• **ACTIVITY**: Which lines run from the one containing "Find the conifer" to the end of the records? Write them out exactly, both ends included, and nothing else.

(Saved data entries)
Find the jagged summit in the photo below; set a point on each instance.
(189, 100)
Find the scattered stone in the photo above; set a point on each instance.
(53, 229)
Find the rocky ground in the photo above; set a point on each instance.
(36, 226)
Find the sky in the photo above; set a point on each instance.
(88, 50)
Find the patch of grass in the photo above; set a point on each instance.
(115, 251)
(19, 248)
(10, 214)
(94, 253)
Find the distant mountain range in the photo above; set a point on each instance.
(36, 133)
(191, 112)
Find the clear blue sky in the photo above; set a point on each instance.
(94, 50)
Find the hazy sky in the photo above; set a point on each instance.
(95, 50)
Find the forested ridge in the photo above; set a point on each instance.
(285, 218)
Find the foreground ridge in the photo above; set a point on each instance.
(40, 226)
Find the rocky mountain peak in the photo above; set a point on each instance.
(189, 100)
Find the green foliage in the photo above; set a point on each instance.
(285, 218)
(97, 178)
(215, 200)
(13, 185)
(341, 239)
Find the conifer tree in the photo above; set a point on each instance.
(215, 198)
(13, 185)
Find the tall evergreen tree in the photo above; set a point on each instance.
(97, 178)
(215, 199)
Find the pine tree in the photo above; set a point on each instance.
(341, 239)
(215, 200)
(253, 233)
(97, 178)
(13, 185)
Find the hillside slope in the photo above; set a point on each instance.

• **YOUR SOLUTION**:
Find the conifer tree in the photo above; set a point on each instance.
(215, 198)
(13, 185)
Find the tall evergreen tree in the photo above; set a point on each instance.
(97, 178)
(215, 199)
Find the pine tree in the photo above; set a point on each instance.
(341, 239)
(215, 200)
(253, 233)
(97, 178)
(13, 185)
Find the hillside slope in the photo above; set a point on each instance.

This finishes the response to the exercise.